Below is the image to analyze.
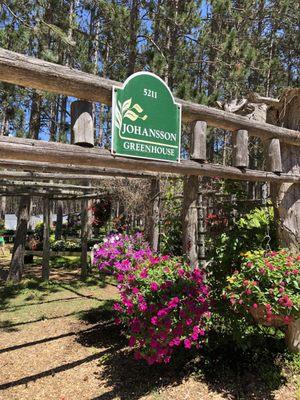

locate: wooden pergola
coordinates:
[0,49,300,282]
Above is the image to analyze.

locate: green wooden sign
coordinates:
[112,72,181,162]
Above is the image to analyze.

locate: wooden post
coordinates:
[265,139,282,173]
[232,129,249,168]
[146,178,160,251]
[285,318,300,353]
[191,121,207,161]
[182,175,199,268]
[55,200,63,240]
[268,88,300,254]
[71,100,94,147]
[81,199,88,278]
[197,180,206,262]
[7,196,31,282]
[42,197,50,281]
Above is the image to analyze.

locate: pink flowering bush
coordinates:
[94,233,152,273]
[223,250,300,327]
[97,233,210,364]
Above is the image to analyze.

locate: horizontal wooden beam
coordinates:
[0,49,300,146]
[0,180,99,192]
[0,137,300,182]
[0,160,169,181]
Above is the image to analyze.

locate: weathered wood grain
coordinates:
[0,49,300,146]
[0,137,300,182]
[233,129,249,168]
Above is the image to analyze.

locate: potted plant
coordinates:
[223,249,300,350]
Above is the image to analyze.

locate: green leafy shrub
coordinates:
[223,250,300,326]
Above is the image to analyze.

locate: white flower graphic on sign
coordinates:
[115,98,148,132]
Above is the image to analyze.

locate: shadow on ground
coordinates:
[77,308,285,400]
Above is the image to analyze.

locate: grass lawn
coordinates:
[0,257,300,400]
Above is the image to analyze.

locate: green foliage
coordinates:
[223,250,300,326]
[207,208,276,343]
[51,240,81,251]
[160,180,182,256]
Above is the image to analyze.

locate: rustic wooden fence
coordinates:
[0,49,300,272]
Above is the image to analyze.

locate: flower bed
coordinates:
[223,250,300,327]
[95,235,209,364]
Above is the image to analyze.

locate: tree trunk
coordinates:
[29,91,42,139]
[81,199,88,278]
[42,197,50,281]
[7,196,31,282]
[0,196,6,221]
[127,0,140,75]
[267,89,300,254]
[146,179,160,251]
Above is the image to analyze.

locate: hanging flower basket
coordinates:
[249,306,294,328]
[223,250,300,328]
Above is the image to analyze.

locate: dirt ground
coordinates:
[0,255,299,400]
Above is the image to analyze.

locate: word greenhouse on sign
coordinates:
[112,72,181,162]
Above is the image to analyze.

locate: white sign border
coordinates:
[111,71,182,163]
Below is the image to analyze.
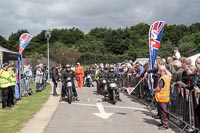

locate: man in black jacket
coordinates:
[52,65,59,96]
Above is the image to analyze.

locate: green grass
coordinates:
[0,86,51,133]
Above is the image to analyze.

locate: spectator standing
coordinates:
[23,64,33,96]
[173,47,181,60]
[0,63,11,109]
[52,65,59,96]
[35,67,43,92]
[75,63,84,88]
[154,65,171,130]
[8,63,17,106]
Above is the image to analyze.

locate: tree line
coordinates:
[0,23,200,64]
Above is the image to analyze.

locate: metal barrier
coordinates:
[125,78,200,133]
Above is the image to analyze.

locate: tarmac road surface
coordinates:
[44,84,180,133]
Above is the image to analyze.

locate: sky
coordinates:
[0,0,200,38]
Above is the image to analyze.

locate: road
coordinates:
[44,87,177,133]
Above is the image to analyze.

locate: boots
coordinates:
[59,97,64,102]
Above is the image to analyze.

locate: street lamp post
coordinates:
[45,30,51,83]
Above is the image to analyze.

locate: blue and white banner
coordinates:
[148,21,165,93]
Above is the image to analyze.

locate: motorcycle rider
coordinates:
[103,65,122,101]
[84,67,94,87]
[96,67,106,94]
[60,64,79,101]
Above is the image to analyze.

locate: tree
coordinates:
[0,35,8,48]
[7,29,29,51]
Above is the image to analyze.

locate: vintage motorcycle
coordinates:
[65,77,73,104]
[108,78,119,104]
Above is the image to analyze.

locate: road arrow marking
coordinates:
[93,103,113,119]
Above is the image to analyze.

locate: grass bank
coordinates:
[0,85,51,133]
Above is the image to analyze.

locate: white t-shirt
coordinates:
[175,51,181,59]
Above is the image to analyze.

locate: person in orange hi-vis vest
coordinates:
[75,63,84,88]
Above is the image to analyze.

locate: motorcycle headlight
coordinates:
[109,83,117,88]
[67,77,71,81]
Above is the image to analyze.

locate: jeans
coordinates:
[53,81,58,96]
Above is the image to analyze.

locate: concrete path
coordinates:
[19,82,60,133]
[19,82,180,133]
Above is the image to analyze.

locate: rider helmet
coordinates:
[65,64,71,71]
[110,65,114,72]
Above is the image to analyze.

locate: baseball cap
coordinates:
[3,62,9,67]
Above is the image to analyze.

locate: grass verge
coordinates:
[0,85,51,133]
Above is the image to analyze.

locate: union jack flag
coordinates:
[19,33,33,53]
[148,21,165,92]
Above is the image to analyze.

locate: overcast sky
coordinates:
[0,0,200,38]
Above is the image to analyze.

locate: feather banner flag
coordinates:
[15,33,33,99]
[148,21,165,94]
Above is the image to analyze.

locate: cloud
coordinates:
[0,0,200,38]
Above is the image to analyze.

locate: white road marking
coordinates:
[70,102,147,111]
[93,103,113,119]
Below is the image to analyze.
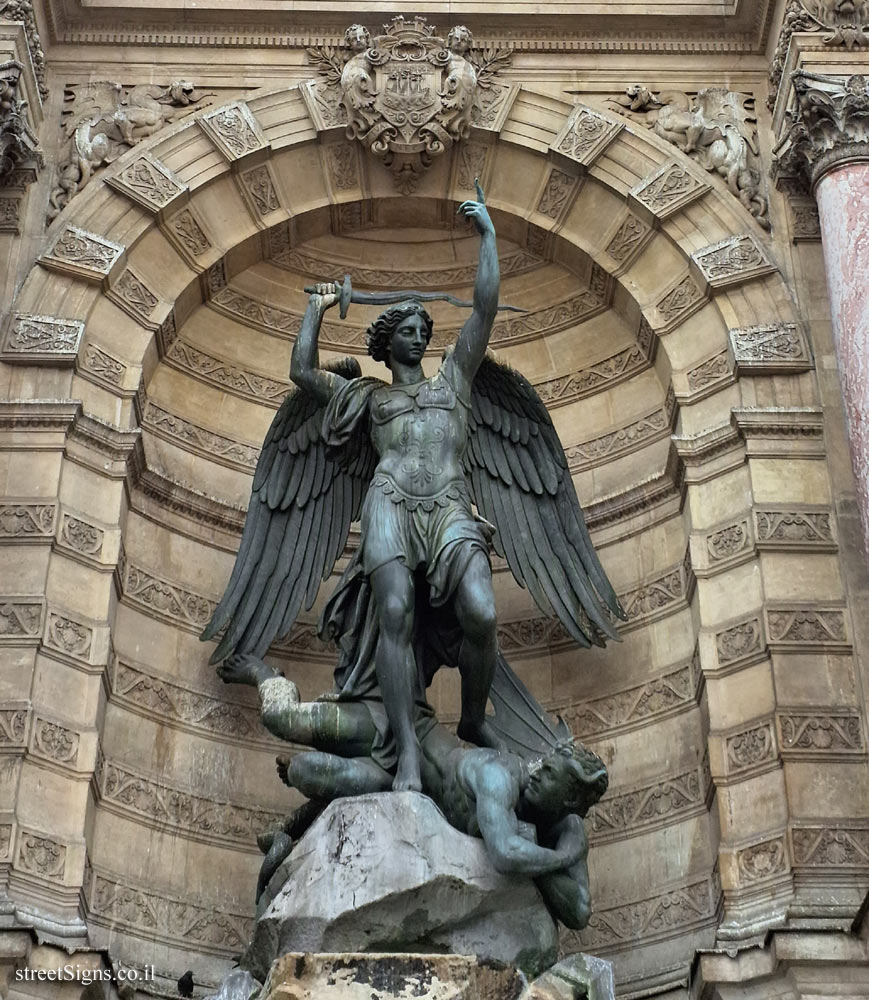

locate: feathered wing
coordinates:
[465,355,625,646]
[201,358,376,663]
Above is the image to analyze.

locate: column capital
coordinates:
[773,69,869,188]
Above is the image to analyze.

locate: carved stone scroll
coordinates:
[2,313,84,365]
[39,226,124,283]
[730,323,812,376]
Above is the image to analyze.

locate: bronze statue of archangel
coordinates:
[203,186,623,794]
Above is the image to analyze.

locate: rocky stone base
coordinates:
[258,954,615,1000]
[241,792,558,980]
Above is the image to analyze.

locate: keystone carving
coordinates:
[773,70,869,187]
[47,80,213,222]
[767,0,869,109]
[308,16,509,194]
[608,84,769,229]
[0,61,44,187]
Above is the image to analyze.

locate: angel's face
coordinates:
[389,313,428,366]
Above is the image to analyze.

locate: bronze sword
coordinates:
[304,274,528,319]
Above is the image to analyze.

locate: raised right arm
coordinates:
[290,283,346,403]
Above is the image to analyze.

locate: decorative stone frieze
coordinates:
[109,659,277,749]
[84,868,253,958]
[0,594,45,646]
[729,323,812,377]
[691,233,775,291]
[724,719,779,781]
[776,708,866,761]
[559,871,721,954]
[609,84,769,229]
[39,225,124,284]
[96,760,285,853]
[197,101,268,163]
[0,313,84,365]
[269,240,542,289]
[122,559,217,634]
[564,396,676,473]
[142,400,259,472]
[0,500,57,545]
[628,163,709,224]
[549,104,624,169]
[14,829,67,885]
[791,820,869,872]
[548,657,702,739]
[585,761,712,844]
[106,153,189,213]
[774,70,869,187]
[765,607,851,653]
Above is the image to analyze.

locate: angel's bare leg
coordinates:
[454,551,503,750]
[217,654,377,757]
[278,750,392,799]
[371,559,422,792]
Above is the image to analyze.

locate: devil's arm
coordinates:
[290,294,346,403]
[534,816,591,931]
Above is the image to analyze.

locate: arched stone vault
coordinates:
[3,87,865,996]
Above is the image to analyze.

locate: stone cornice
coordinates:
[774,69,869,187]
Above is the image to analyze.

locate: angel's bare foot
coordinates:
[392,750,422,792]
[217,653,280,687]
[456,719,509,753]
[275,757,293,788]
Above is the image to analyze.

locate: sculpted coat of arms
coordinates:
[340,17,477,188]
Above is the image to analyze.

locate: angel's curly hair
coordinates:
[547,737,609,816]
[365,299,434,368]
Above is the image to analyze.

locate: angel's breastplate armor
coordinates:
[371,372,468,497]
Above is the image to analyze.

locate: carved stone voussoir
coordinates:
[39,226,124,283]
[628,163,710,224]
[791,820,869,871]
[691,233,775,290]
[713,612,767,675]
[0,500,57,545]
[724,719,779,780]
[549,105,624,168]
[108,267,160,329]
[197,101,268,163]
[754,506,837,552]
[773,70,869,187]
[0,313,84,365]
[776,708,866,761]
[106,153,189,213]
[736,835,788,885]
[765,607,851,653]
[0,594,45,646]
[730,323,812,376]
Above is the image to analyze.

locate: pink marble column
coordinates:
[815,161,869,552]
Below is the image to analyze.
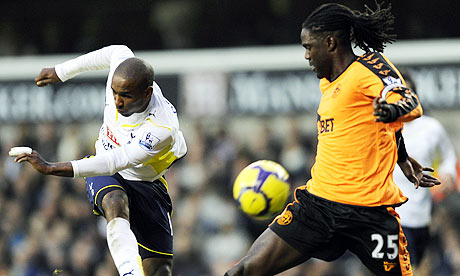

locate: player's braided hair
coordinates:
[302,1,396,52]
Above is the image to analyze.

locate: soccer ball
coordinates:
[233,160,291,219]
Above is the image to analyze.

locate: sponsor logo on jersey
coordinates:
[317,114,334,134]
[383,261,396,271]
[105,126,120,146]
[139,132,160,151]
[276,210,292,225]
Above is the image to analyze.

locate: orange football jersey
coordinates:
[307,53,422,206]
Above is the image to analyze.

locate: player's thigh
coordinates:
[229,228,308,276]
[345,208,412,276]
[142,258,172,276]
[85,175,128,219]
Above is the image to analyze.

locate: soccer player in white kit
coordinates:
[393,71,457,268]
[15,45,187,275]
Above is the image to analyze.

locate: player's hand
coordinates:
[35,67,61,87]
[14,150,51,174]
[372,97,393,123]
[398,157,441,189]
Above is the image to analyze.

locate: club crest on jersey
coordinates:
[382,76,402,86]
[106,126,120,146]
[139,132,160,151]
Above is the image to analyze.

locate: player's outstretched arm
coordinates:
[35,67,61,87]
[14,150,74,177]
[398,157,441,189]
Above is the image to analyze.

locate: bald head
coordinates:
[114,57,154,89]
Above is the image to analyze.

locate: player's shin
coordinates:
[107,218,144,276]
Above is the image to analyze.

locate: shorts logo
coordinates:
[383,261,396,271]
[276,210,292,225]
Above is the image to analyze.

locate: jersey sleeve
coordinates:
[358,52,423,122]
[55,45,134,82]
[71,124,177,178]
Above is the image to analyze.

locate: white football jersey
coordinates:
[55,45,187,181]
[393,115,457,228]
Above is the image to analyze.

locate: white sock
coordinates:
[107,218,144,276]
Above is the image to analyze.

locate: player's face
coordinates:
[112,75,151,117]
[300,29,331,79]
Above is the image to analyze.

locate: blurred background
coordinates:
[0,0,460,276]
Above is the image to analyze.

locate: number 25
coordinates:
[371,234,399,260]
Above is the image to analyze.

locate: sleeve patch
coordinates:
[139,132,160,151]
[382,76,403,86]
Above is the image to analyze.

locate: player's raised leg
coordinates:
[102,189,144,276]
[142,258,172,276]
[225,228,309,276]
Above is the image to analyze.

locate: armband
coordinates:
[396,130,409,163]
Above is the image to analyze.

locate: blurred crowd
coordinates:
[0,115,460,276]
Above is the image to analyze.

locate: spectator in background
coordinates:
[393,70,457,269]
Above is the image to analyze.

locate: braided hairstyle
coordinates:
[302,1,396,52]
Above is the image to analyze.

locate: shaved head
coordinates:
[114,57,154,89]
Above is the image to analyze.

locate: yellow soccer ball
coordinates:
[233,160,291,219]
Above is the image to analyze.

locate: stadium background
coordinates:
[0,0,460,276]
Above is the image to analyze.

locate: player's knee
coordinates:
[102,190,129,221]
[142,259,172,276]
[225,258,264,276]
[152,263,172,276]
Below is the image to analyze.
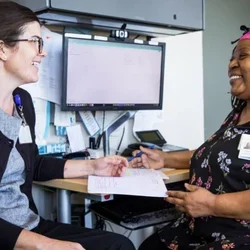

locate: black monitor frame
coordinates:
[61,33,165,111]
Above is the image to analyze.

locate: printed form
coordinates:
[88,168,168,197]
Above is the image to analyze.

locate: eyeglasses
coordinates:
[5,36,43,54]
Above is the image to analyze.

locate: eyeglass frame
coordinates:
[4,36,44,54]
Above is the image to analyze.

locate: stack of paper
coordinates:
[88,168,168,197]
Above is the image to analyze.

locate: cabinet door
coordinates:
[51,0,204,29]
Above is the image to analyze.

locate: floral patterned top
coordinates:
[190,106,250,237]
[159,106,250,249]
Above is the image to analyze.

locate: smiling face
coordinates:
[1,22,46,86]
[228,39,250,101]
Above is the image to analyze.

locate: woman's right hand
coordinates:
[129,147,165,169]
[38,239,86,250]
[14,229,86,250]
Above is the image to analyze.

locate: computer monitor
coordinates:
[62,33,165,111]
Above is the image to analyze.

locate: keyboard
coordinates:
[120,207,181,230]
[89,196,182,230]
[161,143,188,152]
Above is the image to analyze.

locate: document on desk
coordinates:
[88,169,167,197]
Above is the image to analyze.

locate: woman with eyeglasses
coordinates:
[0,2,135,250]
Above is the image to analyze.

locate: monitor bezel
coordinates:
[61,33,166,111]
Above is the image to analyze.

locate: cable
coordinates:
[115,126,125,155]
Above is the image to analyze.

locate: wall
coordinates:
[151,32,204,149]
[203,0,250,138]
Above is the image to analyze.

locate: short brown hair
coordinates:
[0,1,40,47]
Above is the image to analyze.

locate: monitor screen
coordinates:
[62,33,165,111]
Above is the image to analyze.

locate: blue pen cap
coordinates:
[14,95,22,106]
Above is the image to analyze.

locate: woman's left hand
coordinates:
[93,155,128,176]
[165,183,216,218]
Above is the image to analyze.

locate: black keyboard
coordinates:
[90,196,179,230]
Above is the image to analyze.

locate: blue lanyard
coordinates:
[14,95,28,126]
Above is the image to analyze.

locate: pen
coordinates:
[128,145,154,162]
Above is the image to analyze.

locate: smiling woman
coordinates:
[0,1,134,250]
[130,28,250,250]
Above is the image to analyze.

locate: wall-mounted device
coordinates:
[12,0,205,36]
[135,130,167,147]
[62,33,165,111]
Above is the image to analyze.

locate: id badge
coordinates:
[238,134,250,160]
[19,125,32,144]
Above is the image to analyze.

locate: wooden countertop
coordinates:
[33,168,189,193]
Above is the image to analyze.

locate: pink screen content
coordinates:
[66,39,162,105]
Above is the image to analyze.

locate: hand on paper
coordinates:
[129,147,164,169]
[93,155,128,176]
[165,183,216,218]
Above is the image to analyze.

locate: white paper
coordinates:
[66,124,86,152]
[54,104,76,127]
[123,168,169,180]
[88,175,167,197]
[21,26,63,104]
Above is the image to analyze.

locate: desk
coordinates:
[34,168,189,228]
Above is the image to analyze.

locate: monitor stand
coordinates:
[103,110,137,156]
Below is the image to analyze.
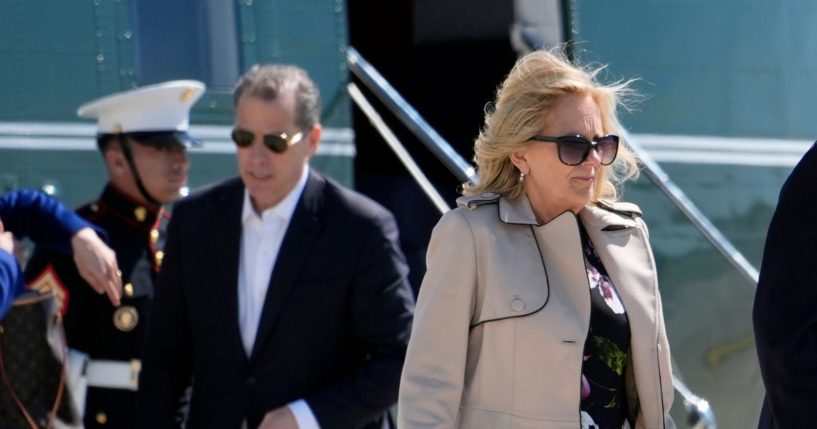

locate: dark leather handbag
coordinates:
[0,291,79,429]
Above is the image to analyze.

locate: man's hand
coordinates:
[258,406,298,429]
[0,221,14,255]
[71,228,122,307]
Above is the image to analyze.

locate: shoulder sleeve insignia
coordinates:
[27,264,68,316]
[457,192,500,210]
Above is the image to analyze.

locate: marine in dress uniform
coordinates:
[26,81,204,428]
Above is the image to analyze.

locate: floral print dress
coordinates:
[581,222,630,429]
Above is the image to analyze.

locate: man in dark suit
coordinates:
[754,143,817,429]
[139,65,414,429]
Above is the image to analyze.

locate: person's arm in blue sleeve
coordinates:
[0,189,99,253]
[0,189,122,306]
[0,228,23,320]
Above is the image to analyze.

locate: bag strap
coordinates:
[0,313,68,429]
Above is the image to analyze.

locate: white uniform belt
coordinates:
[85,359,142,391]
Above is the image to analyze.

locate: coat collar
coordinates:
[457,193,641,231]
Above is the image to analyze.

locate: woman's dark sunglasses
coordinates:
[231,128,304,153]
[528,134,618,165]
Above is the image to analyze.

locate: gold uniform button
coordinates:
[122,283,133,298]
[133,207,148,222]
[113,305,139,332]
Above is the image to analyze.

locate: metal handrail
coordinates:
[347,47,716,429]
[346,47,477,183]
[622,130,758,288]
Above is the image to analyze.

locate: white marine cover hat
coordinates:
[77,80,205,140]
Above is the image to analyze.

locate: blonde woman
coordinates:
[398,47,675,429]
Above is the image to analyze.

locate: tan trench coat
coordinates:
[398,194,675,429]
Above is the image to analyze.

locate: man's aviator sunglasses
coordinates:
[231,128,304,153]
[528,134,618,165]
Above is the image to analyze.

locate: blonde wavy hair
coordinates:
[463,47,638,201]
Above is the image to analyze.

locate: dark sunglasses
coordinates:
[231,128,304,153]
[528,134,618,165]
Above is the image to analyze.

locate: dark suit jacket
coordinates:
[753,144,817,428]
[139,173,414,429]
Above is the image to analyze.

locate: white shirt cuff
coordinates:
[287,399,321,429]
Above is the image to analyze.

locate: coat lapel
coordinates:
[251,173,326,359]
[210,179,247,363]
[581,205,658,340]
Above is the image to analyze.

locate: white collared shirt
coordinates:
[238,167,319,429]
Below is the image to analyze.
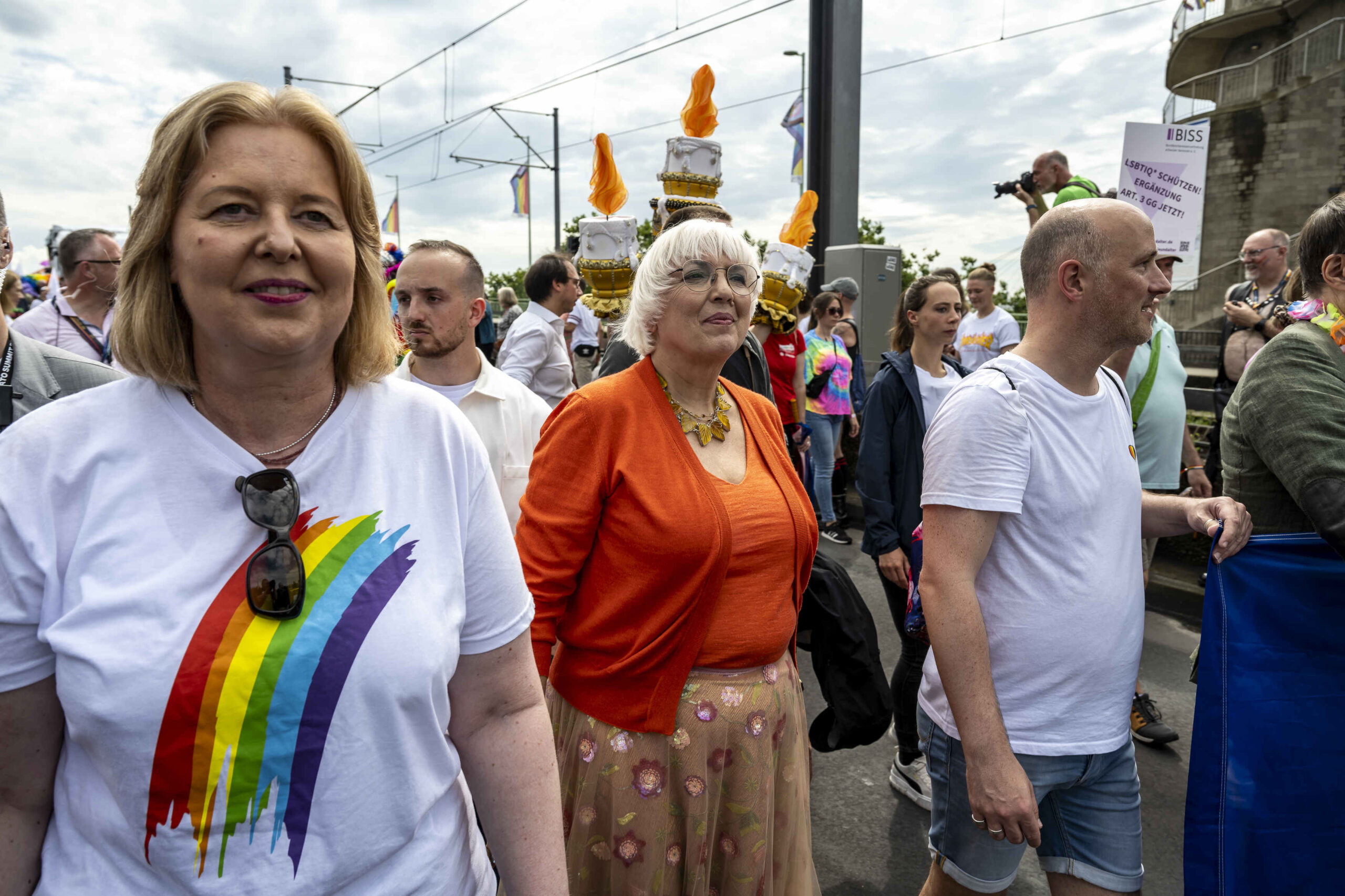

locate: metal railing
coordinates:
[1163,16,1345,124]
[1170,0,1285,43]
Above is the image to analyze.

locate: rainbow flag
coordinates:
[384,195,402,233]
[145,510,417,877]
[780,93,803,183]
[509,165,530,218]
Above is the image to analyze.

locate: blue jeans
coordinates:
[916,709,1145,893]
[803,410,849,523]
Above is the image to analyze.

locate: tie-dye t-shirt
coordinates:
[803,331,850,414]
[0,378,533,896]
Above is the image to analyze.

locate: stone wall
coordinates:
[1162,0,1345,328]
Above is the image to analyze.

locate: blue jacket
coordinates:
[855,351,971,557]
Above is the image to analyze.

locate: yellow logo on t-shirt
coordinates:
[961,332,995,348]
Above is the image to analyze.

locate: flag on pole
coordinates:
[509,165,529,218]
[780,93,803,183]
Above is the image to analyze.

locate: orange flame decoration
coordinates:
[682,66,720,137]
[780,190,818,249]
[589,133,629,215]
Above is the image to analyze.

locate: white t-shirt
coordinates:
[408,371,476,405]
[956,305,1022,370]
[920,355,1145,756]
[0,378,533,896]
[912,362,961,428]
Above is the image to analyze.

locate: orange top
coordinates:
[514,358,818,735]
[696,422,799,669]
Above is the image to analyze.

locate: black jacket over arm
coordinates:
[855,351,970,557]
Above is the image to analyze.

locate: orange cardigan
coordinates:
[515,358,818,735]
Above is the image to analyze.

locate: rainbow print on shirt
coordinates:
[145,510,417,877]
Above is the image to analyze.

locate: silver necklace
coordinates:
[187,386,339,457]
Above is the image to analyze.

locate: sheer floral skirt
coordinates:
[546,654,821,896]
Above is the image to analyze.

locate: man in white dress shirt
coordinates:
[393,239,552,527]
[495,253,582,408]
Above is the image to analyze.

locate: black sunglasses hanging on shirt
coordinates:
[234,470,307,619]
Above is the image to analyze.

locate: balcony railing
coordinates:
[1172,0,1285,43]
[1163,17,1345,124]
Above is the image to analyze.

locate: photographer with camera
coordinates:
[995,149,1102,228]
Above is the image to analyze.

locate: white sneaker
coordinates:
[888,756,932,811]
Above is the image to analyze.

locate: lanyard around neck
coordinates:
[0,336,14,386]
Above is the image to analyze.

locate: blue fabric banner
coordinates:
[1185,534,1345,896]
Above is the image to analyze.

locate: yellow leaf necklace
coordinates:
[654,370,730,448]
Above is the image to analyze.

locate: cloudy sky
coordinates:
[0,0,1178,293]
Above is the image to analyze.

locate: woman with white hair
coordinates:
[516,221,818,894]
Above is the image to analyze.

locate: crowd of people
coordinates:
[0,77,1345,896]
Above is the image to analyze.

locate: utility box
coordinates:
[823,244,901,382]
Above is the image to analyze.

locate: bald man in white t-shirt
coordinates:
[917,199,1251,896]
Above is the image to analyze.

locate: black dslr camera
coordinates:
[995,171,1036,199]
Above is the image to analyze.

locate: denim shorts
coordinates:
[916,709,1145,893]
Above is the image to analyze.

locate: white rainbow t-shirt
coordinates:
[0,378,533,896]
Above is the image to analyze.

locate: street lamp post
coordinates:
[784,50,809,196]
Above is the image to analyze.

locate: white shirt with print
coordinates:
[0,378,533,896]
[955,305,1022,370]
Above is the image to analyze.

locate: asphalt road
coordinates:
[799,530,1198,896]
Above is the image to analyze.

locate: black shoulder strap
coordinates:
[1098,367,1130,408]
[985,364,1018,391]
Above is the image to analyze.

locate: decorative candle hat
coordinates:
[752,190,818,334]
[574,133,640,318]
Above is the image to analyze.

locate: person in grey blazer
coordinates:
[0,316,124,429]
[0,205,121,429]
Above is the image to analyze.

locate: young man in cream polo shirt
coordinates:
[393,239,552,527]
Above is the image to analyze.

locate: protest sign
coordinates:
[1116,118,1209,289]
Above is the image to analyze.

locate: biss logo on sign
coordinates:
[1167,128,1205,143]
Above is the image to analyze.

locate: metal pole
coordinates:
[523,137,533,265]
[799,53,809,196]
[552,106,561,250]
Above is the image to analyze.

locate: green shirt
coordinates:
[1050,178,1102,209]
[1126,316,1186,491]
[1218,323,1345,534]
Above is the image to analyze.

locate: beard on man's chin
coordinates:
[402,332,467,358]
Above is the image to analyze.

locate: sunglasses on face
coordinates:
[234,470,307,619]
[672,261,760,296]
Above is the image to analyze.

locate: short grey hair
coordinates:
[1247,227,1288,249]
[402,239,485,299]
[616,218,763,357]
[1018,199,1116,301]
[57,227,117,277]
--------------------
▸ Set exercise
Update the lines from the first one through the line containing "[223,249,300,350]", replacing "wooden" with "timber" and keeping everything else the same. Omit the pictures from your answer.

▸ Reply to the exercise
Below is the image to analyze.

locate: timber pergola
coordinates:
[0,49,300,282]
Above is the image to analyze.

locate: green timber sign
coordinates:
[112,72,181,162]
Above is the image to analyze.

locate: timber post
coordinates:
[265,139,282,173]
[232,129,249,168]
[146,178,160,251]
[285,318,300,353]
[191,121,207,161]
[182,175,199,268]
[55,200,63,240]
[268,88,300,254]
[71,100,94,147]
[81,199,88,278]
[197,180,206,262]
[7,196,31,282]
[42,197,50,281]
Above is the image to analyze.

locate: pink flowering bush
coordinates:
[94,233,152,273]
[223,250,300,327]
[97,233,210,364]
Above is the image to analyze.

locate: horizontal timber beam
coordinates:
[0,49,300,146]
[0,180,99,192]
[0,137,300,182]
[0,160,169,181]
Above is the image to analyze.

locate: weathered wood grain
coordinates:
[0,49,300,146]
[0,137,300,182]
[233,129,249,168]
Above is the image to analyze.

locate: potted plant
coordinates:
[223,249,300,350]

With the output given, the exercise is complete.